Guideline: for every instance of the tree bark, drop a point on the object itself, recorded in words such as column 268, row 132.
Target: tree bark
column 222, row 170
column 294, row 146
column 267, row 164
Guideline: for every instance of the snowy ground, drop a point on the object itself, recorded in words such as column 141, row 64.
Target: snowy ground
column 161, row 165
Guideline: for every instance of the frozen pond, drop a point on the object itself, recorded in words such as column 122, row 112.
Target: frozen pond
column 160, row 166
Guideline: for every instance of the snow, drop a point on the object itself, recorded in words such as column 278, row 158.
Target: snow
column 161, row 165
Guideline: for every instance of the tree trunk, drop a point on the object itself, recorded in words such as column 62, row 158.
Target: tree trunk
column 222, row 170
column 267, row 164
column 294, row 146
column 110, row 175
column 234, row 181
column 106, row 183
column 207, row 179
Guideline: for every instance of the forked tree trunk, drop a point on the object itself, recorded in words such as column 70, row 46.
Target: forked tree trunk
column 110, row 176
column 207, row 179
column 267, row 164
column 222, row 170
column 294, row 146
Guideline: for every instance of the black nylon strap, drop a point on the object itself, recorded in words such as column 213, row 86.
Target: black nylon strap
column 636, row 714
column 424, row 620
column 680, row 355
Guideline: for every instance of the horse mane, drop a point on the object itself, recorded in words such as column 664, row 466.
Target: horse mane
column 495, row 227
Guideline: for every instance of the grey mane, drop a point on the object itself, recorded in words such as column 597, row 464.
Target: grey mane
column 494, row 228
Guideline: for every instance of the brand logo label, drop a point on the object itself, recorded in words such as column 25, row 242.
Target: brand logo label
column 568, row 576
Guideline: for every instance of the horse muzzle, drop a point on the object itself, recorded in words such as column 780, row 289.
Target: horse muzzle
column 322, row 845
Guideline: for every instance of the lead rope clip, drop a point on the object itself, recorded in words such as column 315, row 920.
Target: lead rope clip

*Exercise goal*
Turn the data from its first line through the line holding "column 568, row 576", both included, into a Markdown table with the columns Row and Data line, one numbered row per line and no rows for blank lines.

*Response to this exercise*
| Row | Data line |
|---|---|
| 1 | Guideline: for every instance of the tree bark, drop a point on the object itself, recorded in words such as column 268, row 132. |
| 2 | Target: tree bark |
| 3 | column 222, row 170 |
| 4 | column 294, row 146 |
| 5 | column 267, row 164 |
| 6 | Guideline: for every instance of the snowy ground, drop a point on the object itself, recorded in words such as column 141, row 64. |
| 7 | Target: snowy ground |
| 8 | column 161, row 165 |
| 9 | Guideline: for every instance of the frozen pond, drop a point on the object itself, recorded in words such as column 122, row 112. |
| 10 | Target: frozen pond |
| 11 | column 160, row 166 |
| 12 | Guideline: for every instance of the snow, drop a point on the object itself, recorded in words such as column 278, row 158. |
| 13 | Target: snow |
| 14 | column 161, row 165 |
| 15 | Guideline: for every instance of the tree trunk, drop a point on the object itself, recorded in words such as column 62, row 158. |
| 16 | Target: tree trunk |
| 17 | column 222, row 170 |
| 18 | column 267, row 164 |
| 19 | column 294, row 146 |
| 20 | column 110, row 175 |
| 21 | column 234, row 181 |
| 22 | column 106, row 183 |
| 23 | column 207, row 179 |
| 24 | Guideline: for every instance of the forked tree trunk, drop a point on the object itself, recorded in words such as column 70, row 46. |
| 25 | Target: forked tree trunk |
| 26 | column 110, row 176 |
| 27 | column 207, row 179 |
| 28 | column 267, row 164 |
| 29 | column 222, row 170 |
| 30 | column 294, row 146 |
| 31 | Guideline: for every instance of the black nylon strap, drop a point on the object itself, recorded in words such as column 213, row 86. |
| 32 | Target: black nylon strap |
| 33 | column 636, row 714 |
| 34 | column 424, row 620 |
| 35 | column 680, row 355 |
| 36 | Guideline: for every instance of the horse mane, drop a point on the object itself, recorded in words such as column 664, row 466. |
| 37 | Target: horse mane |
| 38 | column 495, row 227 |
| 39 | Guideline: for every instance of the grey mane, drop a point on the object itself, recorded in words such as column 597, row 464. |
| 40 | Target: grey mane |
| 41 | column 494, row 228 |
| 42 | Guideline: for every instance of the brand logo label, drop a point on the object itself, recorded in words such as column 25, row 242. |
| 43 | Target: brand logo label |
| 44 | column 568, row 576 |